Poussard v Spiers and Pond (1876) 1 QBD 410 is an English contract law case, concerning the classification of contract terms and wrongful dismissal.

Facts
Madame Poussard agreed in writing to sing and play the lead role at Spiers and Pond's French opera at the Criterion Theatre for £11 a week for three months. This was on condition that the opera ran for three months and started at about 14 November. The letter of engagement read,

“Criterion Theatre, Oct. 16th, 1874.

“To Madame Poussard.

“On behalf of Messrs. Spiers & Pond I engage you to sing and play at the Criterion Theatre on the following terms:—

“You to play the part of Friquette in Lecocq's opera of Les Pres Saint Gervais, commencing on or about the fourteenth of November next, at a weekly salary of eleven pounds (£11), and to continue on at that sum for a period of three months, providing the opera shall run for that period. Then, at the expiration of the said three months, I shall be at liberty to re-engage you at my option, on terms then to be arranged, and not to exceed fourteen pounds per week for another period of three months. Dresses and tights requisite for the part to be provided by the management, and the engagement to be subject to the ordinary rules and regulations of the theatre.

“Ratified: … “E. P. Hingston, Manager.

“Spiers & Pond.

“Madame Poussard, 46, Gunter Grove, Chelsea.”

- Data shown -
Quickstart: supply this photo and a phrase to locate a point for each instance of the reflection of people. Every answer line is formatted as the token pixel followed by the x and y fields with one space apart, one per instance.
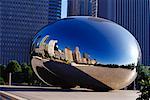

- What you should do -
Continue the case summary on Poussard v Spiers and Pond, picking up right after the letter of engagement that closes it.

- Task response -
The first performance was announced for 28 November and Poussard did not object. She came to rehearsals. But because the composer delayed, Poussard did not get the music for the last part of the opera till a few days before the 28th. She was taken ill and did not attend the final rehearsals in the last week. Spiers and Pond engaged another performer, Miss Lewis to be ready to take over if Poussard could not. Miss Lewis would receive a douceur if she was not hired, and £15 a week if she was. Poussard continued to be ill for the first three days. On Thursday 4 December she was well again, but Spiers and Pond refused to have her back. Mr Poussard claimed for wrongful dismissal on his wife's behalf.

At trial before Field J in Middlesex Michaelmas sittings, the jury found that employing Miss L was reasonable under the circumstances. Spiers and Pond were given leave to claim £83 from Poussard. Poussard appealed.

Judgment
Blackburn J (delivering the court's judgment) held that failing to turn up for the first performances entitled Spiers and Pond to rescind the contract, for this went to the root of the matter. Blackburn J stated the facts and then continued.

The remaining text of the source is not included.